Every line of the data below is to be given again as it appears, with the images removed.

━━━━━ Provided data

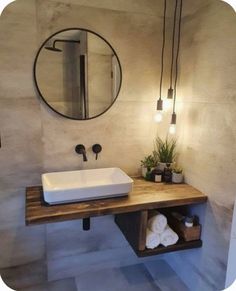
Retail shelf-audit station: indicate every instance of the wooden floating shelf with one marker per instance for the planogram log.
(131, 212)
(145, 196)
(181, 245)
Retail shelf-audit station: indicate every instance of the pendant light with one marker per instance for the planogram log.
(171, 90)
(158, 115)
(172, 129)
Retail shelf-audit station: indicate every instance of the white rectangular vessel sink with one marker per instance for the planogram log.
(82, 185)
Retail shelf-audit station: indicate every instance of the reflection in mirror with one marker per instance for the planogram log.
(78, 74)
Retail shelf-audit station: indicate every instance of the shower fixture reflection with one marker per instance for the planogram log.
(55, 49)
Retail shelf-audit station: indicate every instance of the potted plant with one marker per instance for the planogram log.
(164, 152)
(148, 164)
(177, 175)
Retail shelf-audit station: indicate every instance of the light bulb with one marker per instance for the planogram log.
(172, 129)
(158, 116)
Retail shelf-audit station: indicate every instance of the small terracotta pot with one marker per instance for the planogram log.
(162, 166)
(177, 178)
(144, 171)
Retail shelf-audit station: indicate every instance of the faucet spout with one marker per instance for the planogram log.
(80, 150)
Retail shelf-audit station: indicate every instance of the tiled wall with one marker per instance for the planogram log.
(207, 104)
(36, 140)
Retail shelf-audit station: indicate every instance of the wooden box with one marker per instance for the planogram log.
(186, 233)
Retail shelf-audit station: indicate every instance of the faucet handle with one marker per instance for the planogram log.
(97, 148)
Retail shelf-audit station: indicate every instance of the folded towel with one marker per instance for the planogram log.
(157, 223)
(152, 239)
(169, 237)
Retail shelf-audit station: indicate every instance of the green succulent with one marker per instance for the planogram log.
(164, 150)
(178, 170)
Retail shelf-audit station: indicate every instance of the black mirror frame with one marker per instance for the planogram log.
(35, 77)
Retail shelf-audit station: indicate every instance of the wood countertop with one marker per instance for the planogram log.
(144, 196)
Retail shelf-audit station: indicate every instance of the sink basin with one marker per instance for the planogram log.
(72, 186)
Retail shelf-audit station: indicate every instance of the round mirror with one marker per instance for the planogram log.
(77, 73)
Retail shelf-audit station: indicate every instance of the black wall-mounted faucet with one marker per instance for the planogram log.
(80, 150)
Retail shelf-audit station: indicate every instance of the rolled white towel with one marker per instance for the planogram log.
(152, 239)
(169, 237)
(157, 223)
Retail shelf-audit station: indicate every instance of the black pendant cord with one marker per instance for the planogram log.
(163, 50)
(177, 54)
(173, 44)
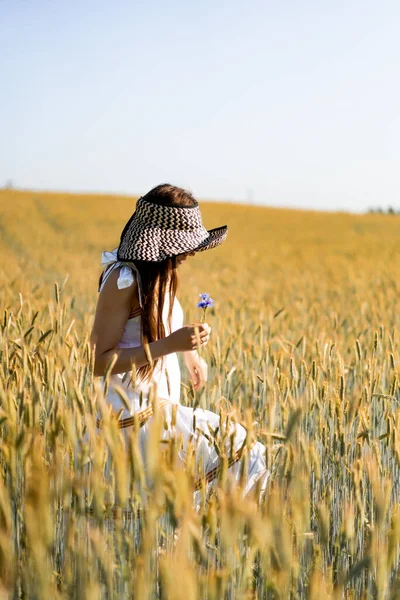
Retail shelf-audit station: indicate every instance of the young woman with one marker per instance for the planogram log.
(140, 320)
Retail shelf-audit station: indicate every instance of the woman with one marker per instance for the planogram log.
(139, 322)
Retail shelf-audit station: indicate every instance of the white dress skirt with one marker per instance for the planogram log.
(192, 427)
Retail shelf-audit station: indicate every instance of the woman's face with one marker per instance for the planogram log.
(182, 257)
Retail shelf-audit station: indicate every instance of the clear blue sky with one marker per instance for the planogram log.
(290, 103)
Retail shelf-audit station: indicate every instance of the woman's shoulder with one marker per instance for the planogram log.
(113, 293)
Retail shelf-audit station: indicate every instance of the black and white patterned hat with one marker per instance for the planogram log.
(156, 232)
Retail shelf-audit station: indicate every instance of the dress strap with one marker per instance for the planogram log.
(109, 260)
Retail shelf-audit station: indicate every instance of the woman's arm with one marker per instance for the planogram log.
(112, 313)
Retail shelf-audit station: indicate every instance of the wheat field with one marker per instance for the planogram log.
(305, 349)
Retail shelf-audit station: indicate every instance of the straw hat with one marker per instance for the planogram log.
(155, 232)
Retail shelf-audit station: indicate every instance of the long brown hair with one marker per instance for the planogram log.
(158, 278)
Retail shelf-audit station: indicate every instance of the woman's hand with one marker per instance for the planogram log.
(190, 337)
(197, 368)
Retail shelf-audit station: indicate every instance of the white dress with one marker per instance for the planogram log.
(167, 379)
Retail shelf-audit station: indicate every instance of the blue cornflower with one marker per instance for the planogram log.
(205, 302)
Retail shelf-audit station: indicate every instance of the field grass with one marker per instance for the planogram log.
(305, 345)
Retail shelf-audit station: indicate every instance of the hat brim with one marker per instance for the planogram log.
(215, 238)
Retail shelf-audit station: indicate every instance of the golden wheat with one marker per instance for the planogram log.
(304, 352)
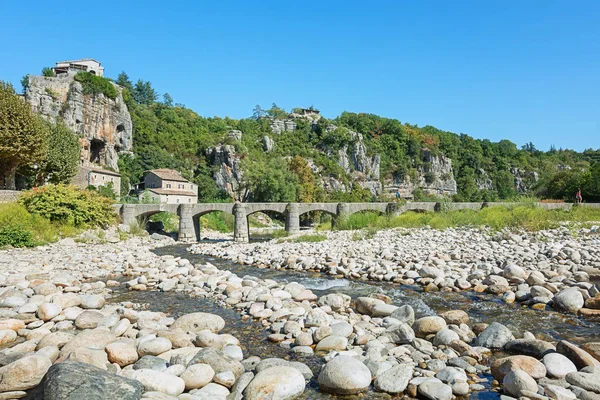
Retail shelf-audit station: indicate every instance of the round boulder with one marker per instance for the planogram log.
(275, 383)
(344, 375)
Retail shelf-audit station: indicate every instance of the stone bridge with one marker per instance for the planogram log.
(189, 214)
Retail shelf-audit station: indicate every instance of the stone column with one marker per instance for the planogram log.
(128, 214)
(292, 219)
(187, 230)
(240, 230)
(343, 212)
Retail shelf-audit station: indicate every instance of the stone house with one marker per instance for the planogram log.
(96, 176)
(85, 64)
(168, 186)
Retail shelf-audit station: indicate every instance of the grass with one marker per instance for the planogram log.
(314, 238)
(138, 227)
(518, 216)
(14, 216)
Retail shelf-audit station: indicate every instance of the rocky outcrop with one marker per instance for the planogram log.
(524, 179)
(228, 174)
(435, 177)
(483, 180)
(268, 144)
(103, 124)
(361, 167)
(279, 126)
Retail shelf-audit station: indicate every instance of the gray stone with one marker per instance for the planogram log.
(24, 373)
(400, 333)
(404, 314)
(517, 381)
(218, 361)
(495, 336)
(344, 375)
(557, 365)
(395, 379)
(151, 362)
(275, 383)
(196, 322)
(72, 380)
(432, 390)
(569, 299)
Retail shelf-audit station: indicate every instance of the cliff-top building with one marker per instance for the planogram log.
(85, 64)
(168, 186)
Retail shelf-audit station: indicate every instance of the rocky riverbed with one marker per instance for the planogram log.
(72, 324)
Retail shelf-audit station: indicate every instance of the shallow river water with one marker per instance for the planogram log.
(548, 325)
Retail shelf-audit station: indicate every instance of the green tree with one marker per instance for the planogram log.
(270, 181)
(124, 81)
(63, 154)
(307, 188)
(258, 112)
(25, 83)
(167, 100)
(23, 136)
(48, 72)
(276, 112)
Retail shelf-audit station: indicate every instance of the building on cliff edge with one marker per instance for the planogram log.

━━━━━━━━━━

Solution to the exercise:
Retail shelf-audit station: indicate every instance of the wooden floating shelf with one marker per instance for the planogram log.
(131, 212)
(145, 196)
(181, 245)
Retail shelf-audit station: indicate every instance of the pendant light with one marker per instance for the planogram log.
(171, 90)
(158, 115)
(172, 129)
Retail shelf-audit station: indicate every instance of the white rectangular vessel sink with one marker per instance for the planogram log.
(82, 185)
Retail shelf-audit station: indicate every instance of the reflection in mirror with one marker per instance for the planogram log.
(78, 74)
Retail shelf-audit station: indicate every instance of the shower fixture reflection with one marker per instance for the planogram log.
(55, 49)
Retail shelf-audit station: indicate every instance of the potted plant with one marker per instance for the planogram log.
(164, 152)
(148, 164)
(177, 175)
Retail shelf-audit station: indicate every instance of the light bulb with one marker per instance for the planogram log.
(172, 129)
(158, 116)
Retail shelf-audit station: indicate every instance of the small terracotta pot with one marker per instance for the planogram log.
(162, 166)
(177, 178)
(144, 171)
Retail shelf-audit station: indicate every instance of the faucet spout with one marker per instance for the planogram log.
(80, 150)
Retail shelf-audit station: indicate every instance of the tiled wall with one marker per instance for the planogram log.
(207, 104)
(36, 140)
Retail shelf-audit station: indicate every instance of the wooden box with one marker per instance for the planogram log.
(186, 233)
Retail shelf-audit station: indicate every instance of the faucet handle with one marker per instance for the planogram log.
(97, 148)
Retail shelf-audit station: indicate every instance of the folded towel with one marker per instance for the planogram log.
(157, 223)
(152, 239)
(169, 237)
Retail shelf-audit station: indicate every instance of the green succulent with one marker per instance for the planogram log.
(164, 150)
(178, 170)
Retail shelf-audit station: indicate every instance of the black mirror frame with one marker per instance for the planogram log.
(35, 77)
Retail shelf-audit station: indicate every instance of the wood countertop with one marker per instance for the planogram log.
(144, 196)
Retail shelf-audit station: indicate every instance of the sink basin with one marker per instance for the planogram log.
(72, 186)
Retail shelf-audit station: indicate every instance of the round mirror with one marker per instance for the planogram log.
(77, 73)
Retail shelf-audit station: indicate every instance of the black wall-mounted faucet with one marker per instance for the planogram log.
(80, 150)
Retail shelf-audit station: indicate every instance of the rolled white towel with one marker per instance for the planogram log.
(152, 239)
(169, 237)
(157, 223)
Retail shelf-audit station: indicate every instance of the black pendant cord with one marker per instance for the planogram log.
(163, 50)
(177, 54)
(173, 44)
Retail shelf-audit station: indicate every instance of the young woman with one marker per instance for the planogram log.
(140, 320)
Retail shelf-audit station: indicate every instance of the woman with one marker per instance for the planogram log.
(139, 322)
Retail shelf-audit station: indicate every instance of the white dress skirt with one marker per instance for the planogram log.
(192, 427)
Retail shelf-audit station: indicate every instance of the woman's face with one marker per instance for the planogram log.
(182, 257)
Retail shelf-audit station: indicate every instance of the clear blue sky with one marker per instance for the planogram log.
(290, 103)
Retail shelf-audit station: indicate every instance of the woman's shoulder with one marker per instance for the planogram log.
(113, 293)
Retail shelf-audit station: indicate every instance of the black and white patterned hat with one marker per instance for the planogram log.
(156, 232)
Retail shelf-audit station: indicate every instance of the dress strap with one marker per instance for the planogram log.
(109, 260)
Retail shelf-audit station: indicate every instance of the woman's arm with one marker per instance for the planogram log.
(112, 313)
Retail shelf-audit station: indicate every instance of the wheat field with one marker per instance for the planogram log.
(305, 349)
Retail shelf-audit station: indicate every instance of the straw hat with one marker per instance for the planogram log.
(155, 232)
Retail shelf-audit station: indicate every instance of the long brown hair with one marker per instance for the planogram log.
(158, 278)
Retail shelf-audit station: indicate every instance of the woman's hand with one marker per instance for the planogram log.
(190, 337)
(197, 368)
Retail shelf-audit station: indicate every instance of the white dress with one marker per instance for the planogram log.
(167, 379)
Retail shelf-audit station: indicate every instance of the blue cornflower with one marker per instance for the planogram log.
(205, 302)
Retail shelf-audit station: indicate every instance of the field grass with one marker per instance for the planogram log.
(305, 345)
Retail shelf-audit station: indicate every instance of the hat brim with one marker per instance for the planogram log.
(215, 238)
Retail shelf-audit station: indicate every instance of the golden wheat with one marker per instance for the planogram log.
(304, 352)
Retail shelf-audit station: indicate every instance of the round boulder with one marker per instance for the planogram log.
(275, 383)
(344, 375)
Retail shelf-audit station: indicate every instance of the stone bridge with one marker per instance for the planogram log.
(189, 214)
Retail shelf-audit station: indicate every instance of the stone column with one marker per instance for the planogram log.
(128, 214)
(292, 219)
(187, 230)
(240, 230)
(343, 212)
Retail shelf-audit station: indicate every instance of the stone house with one marker per instance for the planogram log.
(96, 176)
(85, 64)
(168, 186)
Retail shelf-audit station: indicate every instance of the grass with one marker per instance for the planogram log.
(314, 238)
(138, 227)
(518, 216)
(14, 216)
Retail shelf-audit station: indicate every instance of the rocky outcrop with one marker per instance for the planogram log.
(524, 179)
(228, 174)
(435, 177)
(483, 180)
(268, 144)
(103, 124)
(361, 167)
(279, 126)
Retail shelf-audit station: indicate every instance of the gray stone with one marker per instance for the planogram log.
(24, 373)
(400, 333)
(404, 314)
(517, 381)
(218, 361)
(495, 336)
(344, 375)
(557, 365)
(395, 379)
(151, 362)
(275, 383)
(196, 322)
(72, 380)
(432, 390)
(569, 299)
Retail shelf-audit station: indicate every instance of the cliff-top building with one marker per instance for the planogram log.
(85, 64)
(168, 186)
Retail shelf-audit station: indicate every instance of the rocky riverbed with one marker per instance for the planogram log.
(72, 324)
Retail shelf-audit station: indicate every instance of the shallow river water with one marker per instance for the planogram log.
(548, 325)
Retail shelf-audit station: indicate every instance of the green tree with one marker per instance for the planogram log.
(270, 181)
(124, 81)
(63, 154)
(307, 188)
(258, 112)
(25, 83)
(167, 100)
(23, 136)
(48, 72)
(276, 112)
Retail shelf-audit station: indicate every instance of the building on cliff edge with one marker per instance for the planogram log.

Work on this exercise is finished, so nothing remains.